#### Source document
::::::::::

The Rest of the Transformer, Fused

There’s a well-known efficiency story about transformers: attention was the bottleneck, FlashAttention fixed it by tiling the computation and keeping intermediate values in SRAM rather than rounding them through global memory, and that was that. What the story glosses over is that attention is not the whole model. Everything else — layer norms, activation functions, residual additions, projection scaling — kept running as ordinary memory-bound kernels. The GEMM is compute-bound and fast; the surrounding ops are memory-bound and slow; and every time you write results to DRAM only to read them back for the next fused kernel, you’re burning bandwidth for no arithmetic reason.

::::::::::

#### Data excerpt
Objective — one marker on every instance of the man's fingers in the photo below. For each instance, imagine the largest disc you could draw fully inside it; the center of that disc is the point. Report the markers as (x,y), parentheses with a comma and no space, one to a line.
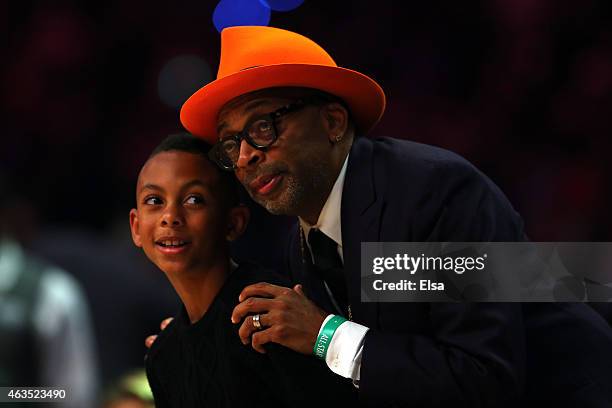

::::::::::

#### Exercise brief
Answer these questions on the page about fusing the rest of the transformer:
1. What two things did FlashAttention do to fix the attention bottleneck?
2. Which operations kept running as ordinary memory-bound kernels?
3. How does the page describe the GEMM?
The data is not needed for this work.

#### Answer space
1. It tiled the computation and kept intermediate values in SRAM rather than rounding them through global memory.
2. Layer norms, activation functions, residual additions and projection scaling.
3. As compute-bound and fast.